— Schriftliche Aufgabe —
Bitte stelle alle folgenden Einträge als Markdown-Tabelle dar, mit der fortlaufenden Zeilennummer in der Spalte „Nummer“ und dem Zeilentext in der Spalte „Zeile“. Leerzeilen lässt du dabei weg.

Dateneinträge
......
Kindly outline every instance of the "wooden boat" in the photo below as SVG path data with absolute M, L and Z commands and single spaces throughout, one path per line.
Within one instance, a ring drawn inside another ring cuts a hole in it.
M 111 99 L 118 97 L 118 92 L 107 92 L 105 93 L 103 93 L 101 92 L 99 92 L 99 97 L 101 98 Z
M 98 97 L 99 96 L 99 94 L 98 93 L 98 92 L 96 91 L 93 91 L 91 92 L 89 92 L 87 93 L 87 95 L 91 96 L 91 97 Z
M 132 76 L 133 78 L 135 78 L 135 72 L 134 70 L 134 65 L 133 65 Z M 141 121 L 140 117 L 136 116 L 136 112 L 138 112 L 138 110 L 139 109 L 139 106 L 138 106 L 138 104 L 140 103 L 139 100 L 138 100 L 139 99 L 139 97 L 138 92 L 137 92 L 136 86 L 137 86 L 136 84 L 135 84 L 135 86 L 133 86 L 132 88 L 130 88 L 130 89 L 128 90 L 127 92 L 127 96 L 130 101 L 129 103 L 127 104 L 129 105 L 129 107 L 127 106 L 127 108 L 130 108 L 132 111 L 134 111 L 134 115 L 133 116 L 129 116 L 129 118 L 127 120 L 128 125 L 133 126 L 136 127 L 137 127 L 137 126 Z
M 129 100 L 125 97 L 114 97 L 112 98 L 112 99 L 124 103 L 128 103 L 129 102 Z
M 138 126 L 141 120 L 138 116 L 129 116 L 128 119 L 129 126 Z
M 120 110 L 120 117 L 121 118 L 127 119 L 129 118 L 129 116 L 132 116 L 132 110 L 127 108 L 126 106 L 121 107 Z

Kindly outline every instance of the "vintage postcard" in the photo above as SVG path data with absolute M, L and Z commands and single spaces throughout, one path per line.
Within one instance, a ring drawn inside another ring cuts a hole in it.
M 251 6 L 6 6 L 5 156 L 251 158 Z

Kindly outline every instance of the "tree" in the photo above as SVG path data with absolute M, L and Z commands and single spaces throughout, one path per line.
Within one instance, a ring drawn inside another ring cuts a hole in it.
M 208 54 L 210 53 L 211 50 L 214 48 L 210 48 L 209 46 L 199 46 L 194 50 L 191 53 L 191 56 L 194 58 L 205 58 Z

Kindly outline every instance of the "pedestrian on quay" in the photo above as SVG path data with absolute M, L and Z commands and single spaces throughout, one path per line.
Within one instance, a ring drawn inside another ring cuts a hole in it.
......
— Lösung dieser Aufgabe —
| Nummer | Zeile |
|---|---|
| 1 | Kindly outline every instance of the "wooden boat" in the photo below as SVG path data with absolute M, L and Z commands and single spaces throughout, one path per line. |
| 2 | Within one instance, a ring drawn inside another ring cuts a hole in it. |
| 3 | M 111 99 L 118 97 L 118 92 L 107 92 L 105 93 L 103 93 L 101 92 L 99 92 L 99 97 L 101 98 Z |
| 4 | M 98 97 L 99 96 L 99 94 L 98 93 L 98 92 L 96 91 L 93 91 L 91 92 L 89 92 L 87 93 L 87 95 L 91 96 L 91 97 Z |
| 5 | M 132 76 L 133 78 L 135 78 L 135 72 L 134 70 L 134 65 L 133 65 Z M 141 121 L 140 117 L 136 116 L 136 112 L 138 112 L 138 110 L 139 109 L 139 106 L 138 106 L 138 104 L 140 103 L 139 100 L 138 100 L 139 99 L 139 97 L 138 92 L 137 92 L 136 86 L 137 86 L 136 84 L 135 84 L 135 86 L 133 86 L 132 88 L 130 88 L 130 89 L 128 90 L 127 92 L 127 96 L 130 101 L 129 103 L 127 104 L 129 105 L 129 107 L 127 106 L 127 108 L 130 108 L 132 111 L 134 111 L 134 115 L 133 116 L 129 116 L 129 118 L 127 120 L 128 125 L 133 126 L 136 127 L 137 127 L 137 126 Z |
| 6 | M 129 100 L 125 97 L 114 97 L 112 98 L 112 99 L 124 103 L 128 103 L 129 102 Z |
| 7 | M 138 126 L 141 120 L 138 116 L 129 116 L 128 119 L 129 126 Z |
| 8 | M 120 110 L 120 117 L 121 118 L 127 119 L 129 118 L 129 116 L 132 116 L 132 110 L 127 108 L 126 106 L 121 107 Z |
| 9 | Kindly outline every instance of the "vintage postcard" in the photo above as SVG path data with absolute M, L and Z commands and single spaces throughout, one path per line. |
| 10 | Within one instance, a ring drawn inside another ring cuts a hole in it. |
| 11 | M 251 6 L 6 6 L 5 156 L 251 158 Z |
| 12 | Kindly outline every instance of the "tree" in the photo above as SVG path data with absolute M, L and Z commands and single spaces throughout, one path per line. |
| 13 | Within one instance, a ring drawn inside another ring cuts a hole in it. |
| 14 | M 208 54 L 210 53 L 211 50 L 214 48 L 210 48 L 209 46 L 199 46 L 194 50 L 191 53 L 191 56 L 194 58 L 205 58 Z |
| 15 | Kindly outline every instance of the "pedestrian on quay" in the photo above as SVG path data with absolute M, L and Z commands and single spaces throughout, one path per line. |
| 16 | Within one instance, a ring drawn inside another ring cuts a hole in it. |